## Schriftelijke opdracht 1
Kun je alles in de vermeldingen vanaf de regel met "Return one point for each instance of the baby." tot en met het einde van de vermeldingen weergeven als een Markdown-tabel met de kolommen Nr. en Tekst? Zet in Nr. het rijnummer en in Tekst de regel, en laat lege regels weg.

## Gekozen fragment
* * * * *
Bomen klimmen en plassen springen: een recht voor iedereen

Een kleine vrijheidsstrijder. Dat is hij, die spruit van mij. De overheerser? Die overbezorgde moeder die maar bedenkelijk kijkt als hij voorstelt alleen naar huis te komen na school. 

We deden het geleidelijk. Ik wachtte hem niet langer aan de schoolpoort op, maar liet hem met de rij naar de kerk wandelen. Al gauw ging hij méér eisen. Zo schoven we langzaam op. Ik ontmoette hem steeds verder van school en dichterbij huis, tot hij uiteindelijk het hele stuk alleen liep, op een pad vol avontuur. 

Onderweg ontmoet hij klimbomen, verstop-struiken, grasvelden vol waterplassen, een speelterrein te midden het groen. Soms treft hij er - o zo toevallig - zijn grootouders op een bankje die een glimp van hun kleinzoon willen opvangen na school. Na het obligate koekje-delen-met-moemoe-en-baba gaat het avontuur weer verder. Niet zelden komt hij thuis met een grote tak, natte schoenen, modder aan zijn broek en lichtjes in zijn ogen.

Terwijl ik hoofdschuddend zijn kleren in de was steek, moet ik stiekem ook glimlachen. Dat kind van mij mag zichzelf gelukkig prijzen, want ik weet heel goed: niet alle kinderen hebben dat geluk.
* * * * *
Enkele vermeldingen:
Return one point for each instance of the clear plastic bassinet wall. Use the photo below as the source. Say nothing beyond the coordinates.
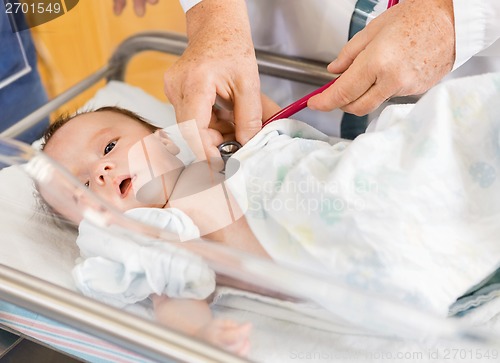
(182, 267)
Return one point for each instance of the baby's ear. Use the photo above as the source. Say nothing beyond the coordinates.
(171, 147)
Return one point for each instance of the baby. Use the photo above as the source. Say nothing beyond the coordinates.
(97, 148)
(404, 210)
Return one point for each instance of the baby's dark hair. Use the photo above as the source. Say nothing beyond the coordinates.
(65, 118)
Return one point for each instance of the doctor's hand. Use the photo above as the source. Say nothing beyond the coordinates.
(219, 60)
(139, 6)
(404, 51)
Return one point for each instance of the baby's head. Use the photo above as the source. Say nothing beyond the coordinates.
(116, 153)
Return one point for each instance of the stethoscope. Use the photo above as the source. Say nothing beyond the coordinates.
(228, 148)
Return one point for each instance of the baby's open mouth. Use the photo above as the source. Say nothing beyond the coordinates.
(125, 186)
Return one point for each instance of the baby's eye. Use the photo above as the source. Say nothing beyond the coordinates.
* * * * *
## Schriftelijke opdracht 2
Waarom zitten de grootouders volgens het fragment over de schoolweg soms op een bankje langs het pad?

## Juist antwoord 1
| Nr. | Tekst |
|---|---|
| 1 | Return one point for each instance of the baby. Use the photo above as the source. Say nothing beyond the coordinates. |
| 2 | (97, 148) |
| 3 | (404, 210) |
| 4 | Return one point for each instance of the baby's dark hair. Use the photo above as the source. Say nothing beyond the coordinates. |
| 5 | (65, 118) |
| 6 | Return one point for each instance of the doctor's hand. Use the photo above as the source. Say nothing beyond the coordinates. |
| 7 | (219, 60) |
| 8 | (139, 6) |
| 9 | (404, 51) |
| 10 | Return one point for each instance of the baby's head. Use the photo above as the source. Say nothing beyond the coordinates. |
| 11 | (116, 153) |
| 12 | Return one point for each instance of the stethoscope. Use the photo above as the source. Say nothing beyond the coordinates. |
| 13 | (228, 148) |
| 14 | Return one point for each instance of the baby's open mouth. Use the photo above as the source. Say nothing beyond the coordinates. |
| 15 | (125, 186) |
| 16 | Return one point for each instance of the baby's eye. Use the photo above as the source. Say nothing beyond the coordinates. |

## Juist antwoord 2
Ze willen na school een glimp van hun kleinzoon opvangen.